> [Extracted data]
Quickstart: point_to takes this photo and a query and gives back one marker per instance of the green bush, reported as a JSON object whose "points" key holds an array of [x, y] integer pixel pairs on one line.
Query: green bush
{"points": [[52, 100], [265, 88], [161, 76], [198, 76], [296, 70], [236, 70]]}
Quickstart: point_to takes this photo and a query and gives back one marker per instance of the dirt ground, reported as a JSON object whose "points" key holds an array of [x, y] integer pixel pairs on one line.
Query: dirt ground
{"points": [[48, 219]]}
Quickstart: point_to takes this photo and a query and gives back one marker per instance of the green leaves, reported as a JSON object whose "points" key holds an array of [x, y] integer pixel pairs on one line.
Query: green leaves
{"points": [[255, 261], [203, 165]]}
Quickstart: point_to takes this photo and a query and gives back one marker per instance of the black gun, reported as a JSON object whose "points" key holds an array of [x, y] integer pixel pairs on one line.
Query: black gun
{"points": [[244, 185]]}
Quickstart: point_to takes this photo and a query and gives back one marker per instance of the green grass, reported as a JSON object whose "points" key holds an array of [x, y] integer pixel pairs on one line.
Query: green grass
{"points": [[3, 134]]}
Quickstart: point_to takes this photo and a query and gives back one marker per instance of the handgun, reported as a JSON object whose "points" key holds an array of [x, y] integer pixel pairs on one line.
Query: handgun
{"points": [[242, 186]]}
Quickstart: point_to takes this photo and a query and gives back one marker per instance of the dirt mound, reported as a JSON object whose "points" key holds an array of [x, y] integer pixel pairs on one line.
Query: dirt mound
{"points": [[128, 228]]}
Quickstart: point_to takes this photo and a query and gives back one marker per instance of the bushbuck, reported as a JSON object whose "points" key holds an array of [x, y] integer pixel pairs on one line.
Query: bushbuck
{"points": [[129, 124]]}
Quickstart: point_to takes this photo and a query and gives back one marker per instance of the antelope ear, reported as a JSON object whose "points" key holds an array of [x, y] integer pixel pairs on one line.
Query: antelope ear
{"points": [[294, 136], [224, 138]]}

> [Stated exercise] Extract every entry above as it appears.

> [Completed task]
Quickstart: point_to takes this photo and a query and gives back one marker per instance of the green bush, reported as a JSON object whose "points" key holds an array of [x, y] integer pixel pairs on one line.
Query: green bush
{"points": [[52, 100], [265, 88], [161, 76], [198, 76], [296, 70], [236, 70]]}
Quickstart: point_to takes this photo and a query and gives back one marker per instance of the dirt ground, reported as a JSON object whose "points" key holds an array of [x, y] integer pixel pairs on one line.
Query: dirt ground
{"points": [[48, 219]]}
Quickstart: point_to takes this photo and a query and gives back one marker per instance of the green leaves, reported as a JSON object whose "points" key holds an array of [x, y] integer pixel pairs on one line.
Query: green leaves
{"points": [[255, 261], [203, 165]]}
Quickstart: point_to takes this photo and a query and gives back one marker per instance of the black gun, reported as a JSON object whose "points" key holds an array of [x, y] integer pixel pairs on one line.
Query: black gun
{"points": [[244, 185]]}
Quickstart: point_to takes this photo and a query and gives back one marker per instance of the green grass, reported as a JSON object whose "points" key holds an array of [x, y] integer pixel pairs on one line.
Query: green grass
{"points": [[3, 134]]}
Quickstart: point_to takes this photo and a query and gives back one marker per instance of the handgun, reported as a JSON object whose "points" key holds an array of [x, y] integer pixel pairs on one line.
Query: handgun
{"points": [[242, 186]]}
Quickstart: point_to takes this photo and a query and gives back one marker per instance of the dirt mound, reported as a JSON object whose "points" key holds an array of [x, y] integer pixel pairs on one line.
Query: dirt mound
{"points": [[128, 228]]}
Quickstart: point_to takes this photo and a query and gives back one marker per instance of the bushbuck, reported as a JSON object whose "points" key holds an array of [x, y] integer pixel pairs on one line.
Query: bushbuck
{"points": [[129, 124]]}
Quickstart: point_to takes this photo and a query and gives back one marker per instance of the antelope ear, reported as a JSON object whose "points" key holds an array of [x, y] integer pixel pairs on one line.
Query: antelope ear
{"points": [[294, 136], [224, 138]]}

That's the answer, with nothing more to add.